··· SELECTED PASSAGE ···

>Lois Beatrice PaynePosted: December 14, 2005
>My maternal great-grandmother, Lois B. Payne of Atlanta, GA, age 90, passed away on December 10, 2005. She lived in a nursing home for the last few years, suffering from–or perhaps lost within–Alzheimer’s Disease.
As printed in the obituary which appeared in the Atlanta Journal Constitution on December 12, 2005: she is survived by her daughter, Allene Cornelius of Atlanta; 4 grandchildren, 6 great grandchildren; 1 great great grandchild; a brother, Lee Pittman of Dawsonville; a sister, Marie Walston of Atlanta; and several nieces and nephews.
She was buried in Crestlawn Memorial Park, next to her late husband, Garnett, who died in 1976. The Rev. Keith Willard, a distant cousin, officiated, and in addition to suggesting that when he saw her on Sundays she looked as if she had stepped right out of the Sears Roebuck catalog–you should read that as a major compliment, which is how it was intended–he managed to include some sentences that I wrote about her in an essay a few years ago: about her kindness, about how easily she fit inside my arms. My friend Foster and I agreed that what was left out was that she made the best carrot cake in the history of the world. And that she hated her middle name, Beatrice, which, for some reason, everyone pronounced Be-AT-trice.
I know too much about death lately. Everyone will be able to say that at some point; most already can. But this one is okay. She lived an enviable life, in some sense: full of family, food so good it borders on sin, and a peaceful way about her that more people should emulate. (This is not including the time she began shooting squirrels in her living room with her BB gun, but that’s beside the point.)
It’s true that people never leave you as long as you don’t forget them. I wrote about her briefly in my first novel, Yield, having given one of my own memories to my narrator, Simon:
“I sit down on the couch, pick up a ceramic figurine off the side table, a little elephant with the trunk raised. It looks fifties-ish, like those accessories that were at one time fashionable and perhaps indicated some status. I used to see that stuff in my great-grandmother’s house—a delicate feminine hand holding a pinkish, glossy conch shell, turned up, its open end to the ceiling. She kept rosy-colored emery boards in it. Then, in her bedroom on the make-up table, she had a strange box, one green and one red light bulb in the base, directed up to three tiger-striped clam shells. The center shell held a crucifixion, the bleeding Jesus near-naked and tiny. I’m not sure what forces this memory to surface—maybe the stillness of this room. Could be anything, really.”

··· MATERIAL PROVIDED ···

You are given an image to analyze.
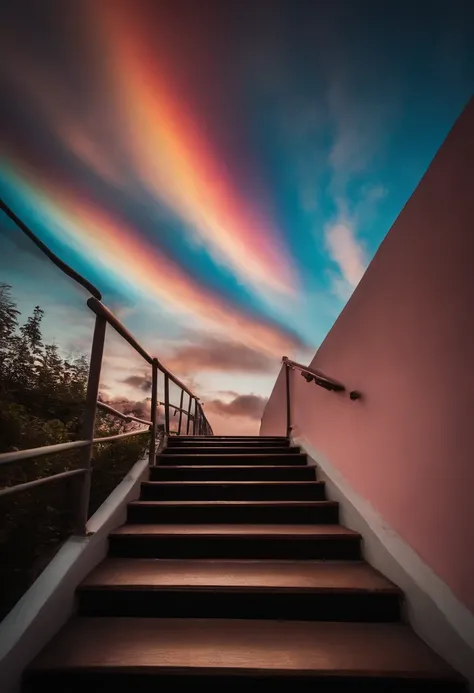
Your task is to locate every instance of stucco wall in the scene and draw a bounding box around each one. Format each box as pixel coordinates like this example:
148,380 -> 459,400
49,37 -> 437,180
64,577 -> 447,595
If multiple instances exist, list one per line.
261,97 -> 474,612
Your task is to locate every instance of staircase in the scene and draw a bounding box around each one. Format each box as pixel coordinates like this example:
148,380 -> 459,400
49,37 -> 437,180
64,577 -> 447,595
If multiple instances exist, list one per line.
24,436 -> 466,693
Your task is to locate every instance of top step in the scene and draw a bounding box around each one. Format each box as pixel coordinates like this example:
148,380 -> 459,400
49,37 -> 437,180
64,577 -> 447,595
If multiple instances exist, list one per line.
167,436 -> 290,447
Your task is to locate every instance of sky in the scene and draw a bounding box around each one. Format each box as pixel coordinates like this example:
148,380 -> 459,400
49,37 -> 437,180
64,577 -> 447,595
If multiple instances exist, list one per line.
0,0 -> 474,434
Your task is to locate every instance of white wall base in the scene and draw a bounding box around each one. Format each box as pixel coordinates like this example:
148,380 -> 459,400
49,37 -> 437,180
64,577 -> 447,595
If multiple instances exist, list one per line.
0,455 -> 148,693
292,428 -> 474,691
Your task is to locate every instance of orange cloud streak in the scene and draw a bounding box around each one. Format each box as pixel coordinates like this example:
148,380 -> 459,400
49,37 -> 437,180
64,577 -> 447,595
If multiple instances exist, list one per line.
19,170 -> 300,357
93,1 -> 295,292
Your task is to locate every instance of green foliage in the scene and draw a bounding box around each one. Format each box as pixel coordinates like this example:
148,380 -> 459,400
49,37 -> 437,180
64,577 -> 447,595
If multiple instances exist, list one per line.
0,283 -> 148,618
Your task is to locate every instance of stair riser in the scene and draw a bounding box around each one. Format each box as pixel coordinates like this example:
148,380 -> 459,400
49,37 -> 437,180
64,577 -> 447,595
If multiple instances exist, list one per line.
128,505 -> 339,525
167,438 -> 291,448
78,589 -> 400,623
156,453 -> 306,467
150,466 -> 316,481
109,535 -> 361,561
163,445 -> 300,455
140,482 -> 325,501
22,669 -> 467,693
168,435 -> 289,443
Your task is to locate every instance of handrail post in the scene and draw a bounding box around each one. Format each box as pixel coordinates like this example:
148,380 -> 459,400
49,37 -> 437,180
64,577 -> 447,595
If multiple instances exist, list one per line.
76,315 -> 107,535
193,399 -> 197,436
186,395 -> 193,436
165,373 -> 170,435
149,359 -> 158,465
178,390 -> 184,436
283,356 -> 291,438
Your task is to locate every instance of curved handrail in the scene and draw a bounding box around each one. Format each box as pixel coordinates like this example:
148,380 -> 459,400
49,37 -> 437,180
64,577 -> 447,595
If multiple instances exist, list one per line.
0,198 -> 102,301
282,356 -> 346,392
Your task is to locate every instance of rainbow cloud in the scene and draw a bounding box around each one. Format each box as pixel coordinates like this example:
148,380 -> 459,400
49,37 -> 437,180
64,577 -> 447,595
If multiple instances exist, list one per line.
4,167 -> 301,357
92,0 -> 296,293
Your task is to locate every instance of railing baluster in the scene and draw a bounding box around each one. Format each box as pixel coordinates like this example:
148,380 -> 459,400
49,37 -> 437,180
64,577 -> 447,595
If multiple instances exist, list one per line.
193,399 -> 198,436
178,390 -> 184,436
283,361 -> 291,438
76,315 -> 107,535
165,373 -> 170,435
186,395 -> 193,436
149,359 -> 158,465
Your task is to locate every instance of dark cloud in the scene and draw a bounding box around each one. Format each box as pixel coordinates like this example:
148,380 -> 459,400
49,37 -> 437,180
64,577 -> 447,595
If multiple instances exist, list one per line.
122,375 -> 151,392
205,395 -> 268,419
166,338 -> 279,373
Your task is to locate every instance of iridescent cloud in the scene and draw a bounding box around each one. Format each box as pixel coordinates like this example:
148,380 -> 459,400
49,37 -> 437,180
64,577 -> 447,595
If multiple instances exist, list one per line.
5,162 -> 301,357
92,2 -> 296,292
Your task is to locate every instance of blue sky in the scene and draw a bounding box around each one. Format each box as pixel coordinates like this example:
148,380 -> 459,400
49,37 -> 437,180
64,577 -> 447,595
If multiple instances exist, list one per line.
0,0 -> 474,432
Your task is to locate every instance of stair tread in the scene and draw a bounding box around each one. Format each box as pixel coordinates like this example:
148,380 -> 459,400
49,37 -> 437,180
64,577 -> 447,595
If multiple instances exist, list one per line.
30,617 -> 460,681
156,464 -> 314,472
142,482 -> 325,487
111,523 -> 360,538
128,500 -> 338,508
81,558 -> 400,594
158,448 -> 306,456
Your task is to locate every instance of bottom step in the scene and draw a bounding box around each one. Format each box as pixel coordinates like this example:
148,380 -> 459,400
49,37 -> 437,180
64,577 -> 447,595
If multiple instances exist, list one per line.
24,618 -> 465,693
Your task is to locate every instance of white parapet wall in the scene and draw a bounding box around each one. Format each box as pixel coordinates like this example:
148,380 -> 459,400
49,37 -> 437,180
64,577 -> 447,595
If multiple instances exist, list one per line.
0,455 -> 149,693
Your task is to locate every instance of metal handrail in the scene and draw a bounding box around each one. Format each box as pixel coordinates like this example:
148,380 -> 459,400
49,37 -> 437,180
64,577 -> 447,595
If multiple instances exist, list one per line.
97,400 -> 152,426
0,469 -> 86,498
282,356 -> 362,437
0,199 -> 212,534
0,198 -> 102,300
282,356 -> 346,392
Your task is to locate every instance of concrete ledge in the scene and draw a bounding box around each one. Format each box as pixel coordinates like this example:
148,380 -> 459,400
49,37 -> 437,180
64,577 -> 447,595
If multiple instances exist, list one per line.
0,455 -> 148,693
292,428 -> 474,691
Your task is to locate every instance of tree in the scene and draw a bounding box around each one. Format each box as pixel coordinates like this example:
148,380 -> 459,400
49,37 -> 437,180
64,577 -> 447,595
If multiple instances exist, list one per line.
0,284 -> 147,618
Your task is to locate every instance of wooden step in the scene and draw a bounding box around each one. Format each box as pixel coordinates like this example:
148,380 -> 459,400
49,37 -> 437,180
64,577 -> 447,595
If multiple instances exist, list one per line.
25,617 -> 464,693
140,481 -> 325,501
162,445 -> 301,456
150,464 -> 316,481
127,501 -> 339,524
167,437 -> 291,448
156,452 -> 306,467
78,558 -> 401,622
109,524 -> 360,560
168,435 -> 289,443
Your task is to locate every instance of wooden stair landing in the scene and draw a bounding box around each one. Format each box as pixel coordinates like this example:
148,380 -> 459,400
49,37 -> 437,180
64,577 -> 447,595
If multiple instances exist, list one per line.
23,436 -> 467,693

···

PROBLEM SET:
1/ In the post about Lois Beatrice Payne, where was she buried?
2/ Reproduce word for word the part of the post about Lois Beatrice Payne between "As printed in" and "nieces and nephews.", inclusive.

TASK RESPONSES:
1/ Crestlawn Memorial Park, next to her late husband, Garnett.

2/
As printed in the obituary which appeared in the Atlanta Journal Constitution on December 12, 2005: she is survived by her daughter, Allene Cornelius of Atlanta; 4 grandchildren, 6 great grandchildren; 1 great great grandchild; a brother, Lee Pittman of Dawsonville; a sister, Marie Walston of Atlanta; and several nieces and nephews.